▶ Written problem: Can the data below be echoed back word for word?

Dataset items:
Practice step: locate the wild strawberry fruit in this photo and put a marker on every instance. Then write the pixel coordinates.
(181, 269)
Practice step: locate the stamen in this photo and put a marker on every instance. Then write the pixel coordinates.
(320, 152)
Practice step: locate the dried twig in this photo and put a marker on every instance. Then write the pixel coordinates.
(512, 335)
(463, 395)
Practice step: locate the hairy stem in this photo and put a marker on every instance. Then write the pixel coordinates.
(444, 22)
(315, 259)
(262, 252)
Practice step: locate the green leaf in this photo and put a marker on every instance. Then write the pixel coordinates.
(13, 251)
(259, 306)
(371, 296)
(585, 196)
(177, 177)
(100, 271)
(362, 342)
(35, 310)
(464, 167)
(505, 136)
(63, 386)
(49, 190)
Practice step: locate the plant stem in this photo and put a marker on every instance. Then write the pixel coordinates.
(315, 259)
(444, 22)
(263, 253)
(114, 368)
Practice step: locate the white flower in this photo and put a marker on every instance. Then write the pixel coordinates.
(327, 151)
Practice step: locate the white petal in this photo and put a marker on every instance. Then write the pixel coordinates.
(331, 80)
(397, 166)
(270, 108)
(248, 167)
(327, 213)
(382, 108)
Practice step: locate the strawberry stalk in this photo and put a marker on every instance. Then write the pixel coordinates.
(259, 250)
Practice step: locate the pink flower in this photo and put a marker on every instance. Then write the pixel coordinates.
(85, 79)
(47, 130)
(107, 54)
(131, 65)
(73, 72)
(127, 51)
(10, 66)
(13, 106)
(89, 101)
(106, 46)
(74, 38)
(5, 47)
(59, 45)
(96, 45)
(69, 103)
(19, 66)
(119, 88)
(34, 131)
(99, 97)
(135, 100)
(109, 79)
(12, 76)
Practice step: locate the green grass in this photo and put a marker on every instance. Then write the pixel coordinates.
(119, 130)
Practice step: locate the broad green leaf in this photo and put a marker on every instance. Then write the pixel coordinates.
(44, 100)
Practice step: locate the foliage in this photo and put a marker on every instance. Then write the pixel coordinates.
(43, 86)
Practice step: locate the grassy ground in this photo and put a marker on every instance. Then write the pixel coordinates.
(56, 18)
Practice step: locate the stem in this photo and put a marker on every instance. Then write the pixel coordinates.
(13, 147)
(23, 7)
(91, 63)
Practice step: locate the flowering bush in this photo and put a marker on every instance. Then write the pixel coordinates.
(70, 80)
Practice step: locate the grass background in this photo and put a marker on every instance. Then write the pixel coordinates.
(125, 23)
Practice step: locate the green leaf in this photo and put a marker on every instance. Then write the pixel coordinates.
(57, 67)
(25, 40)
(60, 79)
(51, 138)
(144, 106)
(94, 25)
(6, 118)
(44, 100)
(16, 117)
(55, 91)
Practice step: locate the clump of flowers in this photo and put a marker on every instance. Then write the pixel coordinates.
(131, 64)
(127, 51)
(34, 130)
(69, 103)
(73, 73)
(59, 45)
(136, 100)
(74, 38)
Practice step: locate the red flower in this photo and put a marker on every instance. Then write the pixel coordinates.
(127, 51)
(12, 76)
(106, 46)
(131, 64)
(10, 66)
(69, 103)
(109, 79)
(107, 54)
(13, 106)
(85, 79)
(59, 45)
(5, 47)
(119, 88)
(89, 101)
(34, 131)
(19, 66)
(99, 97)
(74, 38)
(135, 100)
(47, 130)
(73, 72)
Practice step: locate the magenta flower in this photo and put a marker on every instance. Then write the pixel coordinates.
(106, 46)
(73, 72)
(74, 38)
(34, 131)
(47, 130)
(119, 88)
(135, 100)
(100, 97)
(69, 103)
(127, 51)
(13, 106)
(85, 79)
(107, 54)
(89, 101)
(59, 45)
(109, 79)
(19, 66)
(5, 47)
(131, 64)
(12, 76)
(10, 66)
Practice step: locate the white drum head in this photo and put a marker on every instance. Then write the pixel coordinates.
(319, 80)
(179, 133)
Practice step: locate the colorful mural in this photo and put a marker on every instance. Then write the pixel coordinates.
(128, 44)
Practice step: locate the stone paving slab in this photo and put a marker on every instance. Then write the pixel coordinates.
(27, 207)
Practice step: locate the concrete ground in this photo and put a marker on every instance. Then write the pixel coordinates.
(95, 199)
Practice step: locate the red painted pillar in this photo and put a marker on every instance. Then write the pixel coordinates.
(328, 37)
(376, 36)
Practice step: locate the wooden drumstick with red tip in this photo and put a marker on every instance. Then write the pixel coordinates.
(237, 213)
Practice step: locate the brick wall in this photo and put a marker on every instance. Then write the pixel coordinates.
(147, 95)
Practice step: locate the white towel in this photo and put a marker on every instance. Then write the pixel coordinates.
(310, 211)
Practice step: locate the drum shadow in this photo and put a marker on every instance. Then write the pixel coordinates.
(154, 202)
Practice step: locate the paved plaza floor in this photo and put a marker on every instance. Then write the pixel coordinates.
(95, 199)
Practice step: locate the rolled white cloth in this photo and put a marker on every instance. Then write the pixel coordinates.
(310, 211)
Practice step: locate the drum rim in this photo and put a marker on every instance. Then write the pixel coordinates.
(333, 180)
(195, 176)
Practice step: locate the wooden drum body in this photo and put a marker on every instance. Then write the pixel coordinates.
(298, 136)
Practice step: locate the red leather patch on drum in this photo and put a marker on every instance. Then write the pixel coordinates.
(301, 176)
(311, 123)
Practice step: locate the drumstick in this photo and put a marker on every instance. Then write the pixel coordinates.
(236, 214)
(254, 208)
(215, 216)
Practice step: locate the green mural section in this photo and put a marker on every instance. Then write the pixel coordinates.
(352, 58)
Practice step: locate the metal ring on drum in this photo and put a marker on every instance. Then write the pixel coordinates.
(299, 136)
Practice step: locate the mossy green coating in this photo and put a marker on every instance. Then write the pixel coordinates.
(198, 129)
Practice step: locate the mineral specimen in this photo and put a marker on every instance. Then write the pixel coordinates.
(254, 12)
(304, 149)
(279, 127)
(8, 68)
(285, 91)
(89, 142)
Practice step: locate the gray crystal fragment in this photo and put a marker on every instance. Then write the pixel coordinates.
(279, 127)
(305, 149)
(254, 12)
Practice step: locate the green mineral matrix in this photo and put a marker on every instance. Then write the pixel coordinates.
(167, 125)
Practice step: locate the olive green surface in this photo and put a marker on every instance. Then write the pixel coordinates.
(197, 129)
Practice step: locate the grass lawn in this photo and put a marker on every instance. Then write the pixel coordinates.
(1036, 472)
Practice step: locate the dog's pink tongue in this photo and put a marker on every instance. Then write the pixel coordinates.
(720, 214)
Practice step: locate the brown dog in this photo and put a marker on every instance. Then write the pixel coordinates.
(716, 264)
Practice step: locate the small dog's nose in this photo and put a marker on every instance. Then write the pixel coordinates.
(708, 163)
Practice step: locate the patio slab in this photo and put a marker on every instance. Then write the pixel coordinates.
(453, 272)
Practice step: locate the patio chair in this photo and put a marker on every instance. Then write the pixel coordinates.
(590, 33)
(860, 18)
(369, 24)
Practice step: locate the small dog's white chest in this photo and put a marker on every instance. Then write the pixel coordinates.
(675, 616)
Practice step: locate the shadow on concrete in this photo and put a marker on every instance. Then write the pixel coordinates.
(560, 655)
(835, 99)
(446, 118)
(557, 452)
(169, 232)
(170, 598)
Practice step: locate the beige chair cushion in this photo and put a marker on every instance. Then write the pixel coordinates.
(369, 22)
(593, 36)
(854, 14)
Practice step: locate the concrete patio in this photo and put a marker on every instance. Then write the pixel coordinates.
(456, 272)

▶ Solution:
Practice step: locate the wild strawberry fruit in this photo and put a marker on every instance. Then write the pixel coordinates.
(181, 269)
Practice step: locate the stamen in this photo and put a marker on every instance. Then write the pixel coordinates.
(320, 152)
Practice step: locate the dried twig in this photo and put a marker on every instance. Then write the pixel coordinates.
(512, 335)
(463, 395)
Practice step: locate the hairy stem in this photo and put a marker on every instance. Then write the pixel coordinates.
(444, 22)
(315, 259)
(262, 252)
Practice step: locate the green leaf in this photo and put a marker on every instance. Then write the pixel coordinates.
(13, 251)
(259, 306)
(371, 296)
(585, 196)
(177, 177)
(100, 271)
(362, 342)
(35, 310)
(464, 167)
(505, 136)
(63, 386)
(49, 190)
Practice step: locate the plant stem in this photo and put a marker on every instance. Then write the pixel coordinates.
(315, 259)
(444, 22)
(263, 253)
(114, 368)
Practice step: locate the white flower in this photo and put a marker on every instance. Then write the pixel coordinates.
(327, 151)
Practice step: locate the white petal in this photo and put a marker on every instance. Then write the pixel coordinates.
(331, 80)
(397, 166)
(270, 108)
(248, 167)
(327, 213)
(382, 108)
Practice step: locate the strawberry stalk in this photo and put a marker on every instance. Then write the pixel coordinates.
(259, 250)
Practice step: locate the pink flower in this photo and put a marker on every instance. Then write the pixel coordinates.
(85, 79)
(47, 130)
(107, 54)
(131, 65)
(73, 72)
(127, 51)
(10, 66)
(13, 106)
(89, 101)
(106, 46)
(74, 38)
(5, 47)
(59, 45)
(96, 45)
(69, 103)
(19, 66)
(119, 88)
(34, 131)
(99, 97)
(135, 100)
(109, 79)
(12, 76)
Practice step: locate the green grass in this photo and put a marker on every instance. Then write the pixel coordinates.
(119, 130)
Practice step: locate the broad green leaf in this photo and put a marker on every instance. Then write the pixel coordinates.
(44, 100)
Practice step: locate the foliage in this photo and put a marker on every instance. Then write the pixel coordinates.
(43, 86)
Practice step: locate the grassy ground in this photo and put a marker on every instance. Then write the pixel coordinates.
(56, 18)
Practice step: locate the stem in this photo and put a marker on every instance. Then write the pixel coordinates.
(13, 147)
(23, 7)
(91, 63)
Practice step: locate the flowering bush in this photo and put a marker on every instance. Then write the pixel coordinates.
(70, 80)
Practice step: locate the grass background in this photo and put a marker on every instance. Then write the pixel coordinates.
(125, 23)
Practice step: locate the green leaf in this photo and put a marker on every instance. Then write the pixel coordinates.
(57, 67)
(25, 40)
(60, 79)
(51, 138)
(144, 106)
(94, 25)
(6, 118)
(44, 100)
(16, 117)
(55, 91)
Practice step: locate the clump of flowers in this photo and put a marker on every instance. Then write the pixel coordinates.
(131, 64)
(127, 51)
(34, 130)
(69, 103)
(73, 73)
(59, 45)
(136, 100)
(74, 38)
Practice step: locate the red flower in this photo and put a marker on every instance. Then write the pixel coordinates.
(127, 51)
(12, 76)
(106, 46)
(131, 64)
(10, 66)
(69, 103)
(109, 79)
(107, 54)
(13, 106)
(85, 79)
(59, 45)
(5, 47)
(119, 88)
(89, 101)
(34, 131)
(19, 66)
(99, 97)
(74, 38)
(135, 100)
(47, 130)
(73, 72)
Practice step: locate the magenta flower in this photo and put a marker on every instance. Then write the pixel coordinates.
(106, 46)
(73, 72)
(74, 38)
(34, 131)
(47, 130)
(119, 88)
(135, 100)
(100, 97)
(69, 103)
(127, 51)
(13, 106)
(85, 79)
(107, 54)
(89, 101)
(59, 45)
(109, 79)
(19, 66)
(5, 47)
(131, 64)
(12, 76)
(10, 66)
Practice step: locate the white drum head in this photo and put a marker on every instance. Then write the pixel coordinates.
(319, 80)
(179, 133)
Practice step: locate the colorful mural in this photo and put a marker on every instance. Then write the pixel coordinates.
(128, 44)
Practice step: locate the stone paving slab in this photo and put a marker on every instance. Then write the pixel coordinates.
(27, 207)
Practice step: locate the concrete ground in this photo and put a marker on every instance. Then write the pixel coordinates.
(95, 199)
Practice step: locate the red painted pillar in this photo and put a marker on every instance. Then write the pixel coordinates.
(328, 37)
(376, 36)
Practice step: locate the wooden drumstick with red tip in this photo and put a marker on every instance. Then write the pixel coordinates.
(237, 213)
Practice step: locate the brick wall in this photo and put a marker on every instance. Then write the pixel coordinates.
(147, 95)
Practice step: locate the white towel in this photo and put a marker on every instance. Then write the pixel coordinates.
(310, 211)
Practice step: locate the drum shadow in this photo and put a marker on every instance. Then write the pixel coordinates.
(154, 202)
Practice step: locate the paved plaza floor in this photo and put a marker on every instance. Then write the pixel coordinates.
(95, 199)
Practice step: locate the rolled white cloth in this photo and put a marker on every instance. Then write the pixel coordinates.
(310, 211)
Practice step: locate the drum rim in this photo and put a marker on every instance. Then write the pixel coordinates.
(333, 180)
(195, 176)
Practice step: locate the wooden drum body in this photo and put a marker on every instance. Then write the pixel coordinates.
(298, 136)
Practice step: locate the red leather patch on drum in this photo and put a marker on every instance. Then write the pixel coordinates.
(301, 176)
(311, 123)
Practice step: locate the drumstick in this photo and put a marker on every instance. Then write the pixel coordinates.
(236, 214)
(254, 208)
(215, 216)
Practice step: locate the green mural section in this photo and put a marker on every instance. Then write the pixel coordinates.
(352, 58)
Practice step: locate the metal ring on drum in this photo and put a marker on every instance. Then write the pixel coordinates.
(299, 136)
Practice step: locate the mossy green coating in this photo and put a marker on every instance. Then write the pixel coordinates.
(198, 129)
Practice step: locate the mineral specimen in this photo and put a marker on every instance. Then write the pixel coordinates.
(254, 12)
(304, 149)
(279, 127)
(8, 68)
(285, 91)
(89, 142)
Practice step: locate the gray crystal fragment in this photo and put a marker on every instance. Then write the pixel coordinates.
(279, 127)
(305, 149)
(254, 12)
Practice step: locate the green mineral matrix in this photo and put a marker on every instance. Then write the pixel coordinates.
(167, 125)
Practice step: locate the olive green surface in this photo and put a marker on every instance. Then write the pixel coordinates.
(197, 129)
Practice step: locate the grass lawn in this photo and put a marker on every instance. Then write the pixel coordinates.
(1036, 472)
Practice step: locate the dog's pink tongue in this photo and put a marker on every instance. Then write the pixel coordinates.
(720, 214)
Practice step: locate the brown dog in this photo and put a marker on every instance. Then write the pixel coordinates.
(716, 264)
Practice step: locate the small dog's nose in this photo and put a marker on every instance. Then write the pixel coordinates.
(708, 163)
Practice step: locate the patio slab in this photo and put a marker on every instance. Then write the pixel coordinates.
(453, 272)
Practice step: locate the patio chair in this photo and put a marker on every instance. Then write the pixel coordinates.
(590, 33)
(860, 18)
(369, 24)
Practice step: locate the small dog's white chest in this photo and put a marker on every instance. Then write the pixel coordinates.
(675, 616)
Practice step: locate the shadow on concrete in this photo and put a marker on every instance. Then write the pixel coordinates.
(560, 655)
(835, 99)
(446, 118)
(557, 452)
(169, 232)
(170, 598)
Practice step: locate the beige chair cushion in this photo and put a marker on every instance. Then write the pixel coordinates.
(369, 22)
(593, 36)
(854, 14)
Practice step: locate the concrete patio in this photo and put a marker on every instance. Then write the pixel coordinates.
(456, 272)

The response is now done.